(Saved data entries)
########################################

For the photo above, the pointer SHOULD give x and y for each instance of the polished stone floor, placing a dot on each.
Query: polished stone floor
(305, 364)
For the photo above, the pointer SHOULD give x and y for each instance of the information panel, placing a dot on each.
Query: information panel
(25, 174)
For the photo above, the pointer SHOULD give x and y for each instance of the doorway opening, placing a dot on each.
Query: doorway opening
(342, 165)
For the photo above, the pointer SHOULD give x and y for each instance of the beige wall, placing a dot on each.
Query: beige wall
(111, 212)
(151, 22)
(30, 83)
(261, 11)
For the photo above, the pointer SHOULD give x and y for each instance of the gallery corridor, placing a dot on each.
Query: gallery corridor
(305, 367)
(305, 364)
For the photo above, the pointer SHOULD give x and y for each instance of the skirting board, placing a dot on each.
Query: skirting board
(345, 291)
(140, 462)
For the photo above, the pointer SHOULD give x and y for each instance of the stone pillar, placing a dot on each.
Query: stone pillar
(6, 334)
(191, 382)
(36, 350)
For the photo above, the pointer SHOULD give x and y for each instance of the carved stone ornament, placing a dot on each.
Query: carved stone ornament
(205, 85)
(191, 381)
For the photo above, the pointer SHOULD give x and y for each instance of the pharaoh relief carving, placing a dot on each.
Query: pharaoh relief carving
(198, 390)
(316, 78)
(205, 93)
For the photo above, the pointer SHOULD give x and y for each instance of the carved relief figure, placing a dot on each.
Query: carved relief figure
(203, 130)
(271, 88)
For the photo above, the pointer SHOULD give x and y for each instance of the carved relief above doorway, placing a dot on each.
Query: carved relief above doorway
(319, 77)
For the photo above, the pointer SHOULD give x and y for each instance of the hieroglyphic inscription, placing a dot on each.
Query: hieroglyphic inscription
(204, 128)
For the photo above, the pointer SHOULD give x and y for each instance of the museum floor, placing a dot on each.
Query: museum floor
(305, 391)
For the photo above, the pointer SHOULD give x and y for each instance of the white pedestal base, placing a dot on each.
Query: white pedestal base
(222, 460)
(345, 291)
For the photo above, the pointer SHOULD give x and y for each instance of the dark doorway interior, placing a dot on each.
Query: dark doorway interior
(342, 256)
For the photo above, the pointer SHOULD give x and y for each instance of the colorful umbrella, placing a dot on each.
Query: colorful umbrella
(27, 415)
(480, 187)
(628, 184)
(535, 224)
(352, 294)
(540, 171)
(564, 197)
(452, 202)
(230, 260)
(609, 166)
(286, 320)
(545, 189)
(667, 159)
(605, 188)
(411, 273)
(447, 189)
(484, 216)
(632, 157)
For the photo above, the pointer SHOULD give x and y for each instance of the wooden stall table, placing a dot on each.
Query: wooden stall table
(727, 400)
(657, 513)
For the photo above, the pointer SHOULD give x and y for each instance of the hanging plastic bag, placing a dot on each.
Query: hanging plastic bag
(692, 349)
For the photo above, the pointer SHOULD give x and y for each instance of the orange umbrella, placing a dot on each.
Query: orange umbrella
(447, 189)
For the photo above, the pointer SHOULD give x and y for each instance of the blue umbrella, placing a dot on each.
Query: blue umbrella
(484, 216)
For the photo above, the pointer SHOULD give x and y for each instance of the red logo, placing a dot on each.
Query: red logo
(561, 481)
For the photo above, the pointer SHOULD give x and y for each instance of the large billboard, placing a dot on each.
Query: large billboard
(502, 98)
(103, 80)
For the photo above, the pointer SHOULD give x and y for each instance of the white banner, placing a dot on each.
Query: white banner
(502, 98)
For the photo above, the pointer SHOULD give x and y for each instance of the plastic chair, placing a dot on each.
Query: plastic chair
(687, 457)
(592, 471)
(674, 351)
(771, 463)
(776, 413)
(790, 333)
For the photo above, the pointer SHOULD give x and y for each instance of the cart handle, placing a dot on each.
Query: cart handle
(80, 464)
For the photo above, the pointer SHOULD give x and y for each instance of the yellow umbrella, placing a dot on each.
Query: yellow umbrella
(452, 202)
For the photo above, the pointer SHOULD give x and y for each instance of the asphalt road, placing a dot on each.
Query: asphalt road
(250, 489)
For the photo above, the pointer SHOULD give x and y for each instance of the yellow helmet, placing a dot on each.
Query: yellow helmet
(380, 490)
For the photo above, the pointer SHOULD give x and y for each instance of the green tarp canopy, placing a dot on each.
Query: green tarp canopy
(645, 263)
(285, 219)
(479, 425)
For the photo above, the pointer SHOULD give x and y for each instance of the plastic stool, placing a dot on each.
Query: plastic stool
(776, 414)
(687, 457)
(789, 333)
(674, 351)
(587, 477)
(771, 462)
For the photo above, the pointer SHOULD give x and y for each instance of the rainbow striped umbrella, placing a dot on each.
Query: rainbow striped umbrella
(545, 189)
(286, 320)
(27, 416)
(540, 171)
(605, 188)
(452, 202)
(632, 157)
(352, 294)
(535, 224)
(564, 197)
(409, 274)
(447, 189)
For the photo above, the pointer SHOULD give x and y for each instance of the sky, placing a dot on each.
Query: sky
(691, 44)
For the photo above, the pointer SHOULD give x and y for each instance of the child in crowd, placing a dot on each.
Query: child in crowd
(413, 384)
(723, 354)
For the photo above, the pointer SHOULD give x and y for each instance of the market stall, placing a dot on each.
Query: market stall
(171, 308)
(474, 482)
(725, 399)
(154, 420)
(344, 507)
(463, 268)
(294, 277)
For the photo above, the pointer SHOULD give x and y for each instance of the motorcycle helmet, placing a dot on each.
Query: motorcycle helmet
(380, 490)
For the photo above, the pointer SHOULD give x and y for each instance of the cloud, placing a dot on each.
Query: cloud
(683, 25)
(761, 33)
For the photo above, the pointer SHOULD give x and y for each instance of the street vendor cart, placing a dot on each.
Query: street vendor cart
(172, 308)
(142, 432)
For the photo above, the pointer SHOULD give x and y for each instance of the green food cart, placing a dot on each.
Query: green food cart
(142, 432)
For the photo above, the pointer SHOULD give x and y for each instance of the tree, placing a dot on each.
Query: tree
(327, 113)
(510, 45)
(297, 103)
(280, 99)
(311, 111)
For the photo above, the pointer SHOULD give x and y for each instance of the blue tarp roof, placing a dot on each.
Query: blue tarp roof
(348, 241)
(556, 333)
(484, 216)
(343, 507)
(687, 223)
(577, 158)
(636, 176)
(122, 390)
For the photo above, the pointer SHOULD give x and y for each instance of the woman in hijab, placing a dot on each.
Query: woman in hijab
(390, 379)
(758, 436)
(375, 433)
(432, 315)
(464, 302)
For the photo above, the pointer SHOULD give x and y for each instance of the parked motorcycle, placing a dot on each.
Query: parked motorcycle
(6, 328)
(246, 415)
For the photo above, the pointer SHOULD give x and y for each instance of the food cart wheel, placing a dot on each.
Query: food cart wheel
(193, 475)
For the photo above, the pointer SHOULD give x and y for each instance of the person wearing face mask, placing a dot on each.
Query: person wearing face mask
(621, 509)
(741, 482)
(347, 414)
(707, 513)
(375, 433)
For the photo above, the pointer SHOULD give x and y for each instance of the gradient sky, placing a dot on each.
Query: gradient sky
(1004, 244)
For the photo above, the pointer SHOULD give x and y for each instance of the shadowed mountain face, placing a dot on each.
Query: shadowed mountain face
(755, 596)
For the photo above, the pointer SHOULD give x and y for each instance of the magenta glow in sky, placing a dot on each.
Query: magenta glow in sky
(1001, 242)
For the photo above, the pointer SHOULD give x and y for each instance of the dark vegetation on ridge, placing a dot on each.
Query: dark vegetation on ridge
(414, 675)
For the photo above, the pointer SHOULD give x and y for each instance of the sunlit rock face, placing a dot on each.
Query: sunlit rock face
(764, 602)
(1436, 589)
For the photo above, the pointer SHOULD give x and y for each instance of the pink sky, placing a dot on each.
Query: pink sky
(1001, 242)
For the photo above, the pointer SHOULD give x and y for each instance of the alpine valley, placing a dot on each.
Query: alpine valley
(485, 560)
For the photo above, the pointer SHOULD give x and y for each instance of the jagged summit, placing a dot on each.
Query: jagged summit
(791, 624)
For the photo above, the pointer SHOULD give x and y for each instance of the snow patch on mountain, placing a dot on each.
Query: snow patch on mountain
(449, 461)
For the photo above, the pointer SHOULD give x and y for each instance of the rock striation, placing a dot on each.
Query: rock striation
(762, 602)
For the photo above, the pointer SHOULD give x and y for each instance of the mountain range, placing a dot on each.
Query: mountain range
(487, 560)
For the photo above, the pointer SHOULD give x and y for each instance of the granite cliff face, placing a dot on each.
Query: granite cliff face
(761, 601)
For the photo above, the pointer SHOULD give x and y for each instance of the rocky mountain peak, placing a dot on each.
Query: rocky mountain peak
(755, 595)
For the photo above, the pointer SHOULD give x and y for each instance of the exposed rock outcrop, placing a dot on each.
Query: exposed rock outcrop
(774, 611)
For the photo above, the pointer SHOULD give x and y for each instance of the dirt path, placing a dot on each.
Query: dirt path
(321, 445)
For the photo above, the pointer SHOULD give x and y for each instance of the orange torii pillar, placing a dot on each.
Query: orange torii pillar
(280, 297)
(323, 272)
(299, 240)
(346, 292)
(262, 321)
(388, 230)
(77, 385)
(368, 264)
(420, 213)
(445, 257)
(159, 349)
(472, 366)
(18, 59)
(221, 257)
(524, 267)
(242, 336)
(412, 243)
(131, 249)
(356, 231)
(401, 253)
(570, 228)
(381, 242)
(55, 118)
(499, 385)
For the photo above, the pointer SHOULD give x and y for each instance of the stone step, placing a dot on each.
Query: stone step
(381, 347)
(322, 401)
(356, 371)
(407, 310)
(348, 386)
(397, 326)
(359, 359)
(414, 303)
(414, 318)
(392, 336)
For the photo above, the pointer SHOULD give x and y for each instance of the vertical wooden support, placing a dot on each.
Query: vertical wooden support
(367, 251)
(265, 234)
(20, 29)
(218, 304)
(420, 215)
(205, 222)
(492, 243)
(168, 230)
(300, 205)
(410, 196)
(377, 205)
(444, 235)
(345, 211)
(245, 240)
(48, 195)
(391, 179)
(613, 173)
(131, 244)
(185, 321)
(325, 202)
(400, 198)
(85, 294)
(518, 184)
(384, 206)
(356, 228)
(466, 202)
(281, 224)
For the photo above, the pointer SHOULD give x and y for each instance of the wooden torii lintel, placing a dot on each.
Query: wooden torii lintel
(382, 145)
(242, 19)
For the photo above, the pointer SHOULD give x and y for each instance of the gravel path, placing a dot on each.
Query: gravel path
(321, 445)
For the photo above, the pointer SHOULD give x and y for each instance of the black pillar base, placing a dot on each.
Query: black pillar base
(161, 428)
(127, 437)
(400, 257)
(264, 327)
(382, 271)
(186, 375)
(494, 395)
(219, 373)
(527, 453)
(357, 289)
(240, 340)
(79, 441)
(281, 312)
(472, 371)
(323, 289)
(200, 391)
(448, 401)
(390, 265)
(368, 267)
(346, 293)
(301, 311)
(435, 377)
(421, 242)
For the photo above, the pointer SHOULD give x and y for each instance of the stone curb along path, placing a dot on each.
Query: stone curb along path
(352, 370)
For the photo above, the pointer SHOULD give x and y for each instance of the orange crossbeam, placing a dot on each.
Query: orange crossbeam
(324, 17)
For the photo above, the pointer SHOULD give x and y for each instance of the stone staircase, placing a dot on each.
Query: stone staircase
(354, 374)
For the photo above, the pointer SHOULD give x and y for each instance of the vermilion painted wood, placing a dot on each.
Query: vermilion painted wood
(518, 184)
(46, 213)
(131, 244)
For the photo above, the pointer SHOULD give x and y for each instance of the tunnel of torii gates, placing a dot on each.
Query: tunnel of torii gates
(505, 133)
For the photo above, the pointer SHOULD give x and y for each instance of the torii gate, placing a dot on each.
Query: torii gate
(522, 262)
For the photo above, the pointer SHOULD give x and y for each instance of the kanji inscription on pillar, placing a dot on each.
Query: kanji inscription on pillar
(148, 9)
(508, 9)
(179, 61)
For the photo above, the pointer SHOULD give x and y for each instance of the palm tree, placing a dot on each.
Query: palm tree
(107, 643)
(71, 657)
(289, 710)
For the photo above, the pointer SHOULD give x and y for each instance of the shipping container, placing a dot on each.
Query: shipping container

########################################

_Work required:_ Everything from the line containing "along path, placing a dot on each." to the end of the data above should be quoted exactly, please, both ends included, and nothing outside that span.

_Reply to the task:_
For the photo above, the pointer SHOULD give x and y for each instance of the stone curb along path, placing a dot on each.
Query: stone curb along path
(352, 370)
For the photo above, the pointer SHOULD give x and y for each instance of the orange crossbeam, placing a dot on each.
Query: orange crossbeam
(324, 17)
For the photo above, the pointer SHOULD give x and y for each instance of the stone staircase, placing a dot on each.
Query: stone staircase
(354, 374)
For the photo above, the pointer SHOULD give x and y for each instance of the vermilion painted wood, placing a dot on each.
Query: vermilion painted wood
(518, 184)
(46, 213)
(131, 244)
For the photo above, the pointer SHOULD give x and y for each instance of the tunnel of torii gates, placing a dot on each.
Query: tunnel of torii gates
(505, 133)
For the photo above, the pointer SHOULD give x and y for each instance of the torii gate, placing a dot on each.
Query: torii gate
(522, 262)
For the photo above, the pointer SHOULD give x and y for each instance of the kanji inscription on pillar, placing a dot on each.
Query: kanji inscription on pillar
(148, 9)
(508, 9)
(179, 61)
For the photo above, the pointer SHOULD give x and y for each instance of the palm tree, placing a dot on each.
Query: palm tree
(107, 643)
(71, 657)
(289, 710)
For the photo above, the pointer SHOULD give x and y for each instance of the shipping container, placing a dot on each.
Query: shipping container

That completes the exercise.